* _THE PROBLEM_
Since each line must match the original, copy out the records with no differences at all.

* _EXERCISE MATERIAL_
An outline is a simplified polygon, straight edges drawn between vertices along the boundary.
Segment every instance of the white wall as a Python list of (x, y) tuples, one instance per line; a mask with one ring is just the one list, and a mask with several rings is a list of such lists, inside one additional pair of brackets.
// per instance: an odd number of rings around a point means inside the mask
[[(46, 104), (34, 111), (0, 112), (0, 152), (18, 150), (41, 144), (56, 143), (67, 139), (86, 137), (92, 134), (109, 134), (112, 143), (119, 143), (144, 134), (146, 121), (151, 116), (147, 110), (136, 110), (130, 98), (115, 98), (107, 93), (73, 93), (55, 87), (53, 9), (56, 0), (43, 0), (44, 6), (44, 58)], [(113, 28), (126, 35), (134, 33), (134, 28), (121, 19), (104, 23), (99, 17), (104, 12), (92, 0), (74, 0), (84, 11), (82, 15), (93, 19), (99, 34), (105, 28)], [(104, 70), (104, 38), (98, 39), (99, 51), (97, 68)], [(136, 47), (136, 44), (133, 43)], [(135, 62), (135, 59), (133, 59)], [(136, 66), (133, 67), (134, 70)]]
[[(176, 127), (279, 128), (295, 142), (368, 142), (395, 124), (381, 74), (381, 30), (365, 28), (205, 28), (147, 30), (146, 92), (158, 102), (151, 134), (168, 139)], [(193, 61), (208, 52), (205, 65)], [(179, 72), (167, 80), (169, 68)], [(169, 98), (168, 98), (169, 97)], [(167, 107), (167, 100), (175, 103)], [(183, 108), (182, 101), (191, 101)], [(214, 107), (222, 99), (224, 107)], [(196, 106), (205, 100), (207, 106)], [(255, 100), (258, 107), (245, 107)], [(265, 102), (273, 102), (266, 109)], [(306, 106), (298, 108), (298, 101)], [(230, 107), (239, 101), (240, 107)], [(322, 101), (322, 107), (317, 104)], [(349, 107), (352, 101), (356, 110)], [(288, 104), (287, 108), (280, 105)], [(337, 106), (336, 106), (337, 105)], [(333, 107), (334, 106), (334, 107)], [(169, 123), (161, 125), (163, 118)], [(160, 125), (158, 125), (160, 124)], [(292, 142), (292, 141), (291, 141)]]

* _RESPONSE FOR THIS EXERCISE_
An outline is a simplified polygon, straight edges drawn between vertices along the boundary.
Segment every instance of the white wall as a Python list of (x, y) tuples, one instance per line; a mask with one ring is just the one list, and a mask with several rings is a list of such lists, inside one additional pair of brackets.
// per instance: an odd number of rings around a point means inside the mask
[[(46, 104), (34, 111), (0, 112), (0, 152), (18, 150), (41, 144), (56, 143), (67, 139), (86, 137), (92, 134), (109, 134), (112, 143), (119, 143), (144, 134), (146, 121), (151, 116), (147, 110), (136, 110), (130, 98), (115, 98), (107, 93), (73, 93), (55, 87), (53, 9), (56, 0), (43, 0), (44, 6), (44, 58)], [(113, 28), (126, 35), (134, 33), (134, 28), (121, 19), (104, 23), (99, 17), (104, 12), (92, 0), (74, 0), (84, 11), (82, 15), (93, 19), (99, 34), (105, 28)], [(104, 70), (104, 38), (98, 39), (99, 51), (97, 68)], [(136, 47), (136, 44), (133, 43)], [(135, 62), (135, 59), (133, 59)], [(136, 66), (133, 67), (134, 70)]]
[[(176, 127), (279, 128), (295, 142), (368, 142), (395, 124), (381, 74), (381, 30), (365, 28), (205, 28), (147, 30), (146, 92), (158, 102), (151, 134), (168, 139)], [(193, 61), (208, 52), (205, 65)], [(179, 72), (167, 80), (169, 68)], [(169, 98), (168, 98), (169, 97)], [(167, 107), (167, 100), (175, 103)], [(183, 108), (182, 101), (191, 101)], [(214, 107), (222, 99), (224, 107)], [(196, 106), (205, 100), (207, 106)], [(255, 100), (258, 107), (245, 107)], [(265, 102), (273, 102), (266, 109)], [(306, 106), (298, 108), (298, 101)], [(230, 107), (239, 101), (240, 107)], [(322, 101), (322, 107), (317, 104)], [(349, 107), (352, 101), (356, 110)], [(288, 104), (287, 108), (280, 105)], [(337, 106), (336, 106), (337, 105)], [(333, 107), (334, 106), (334, 107)], [(169, 123), (161, 125), (163, 118)], [(160, 125), (158, 125), (160, 124)], [(292, 142), (292, 141), (291, 141)]]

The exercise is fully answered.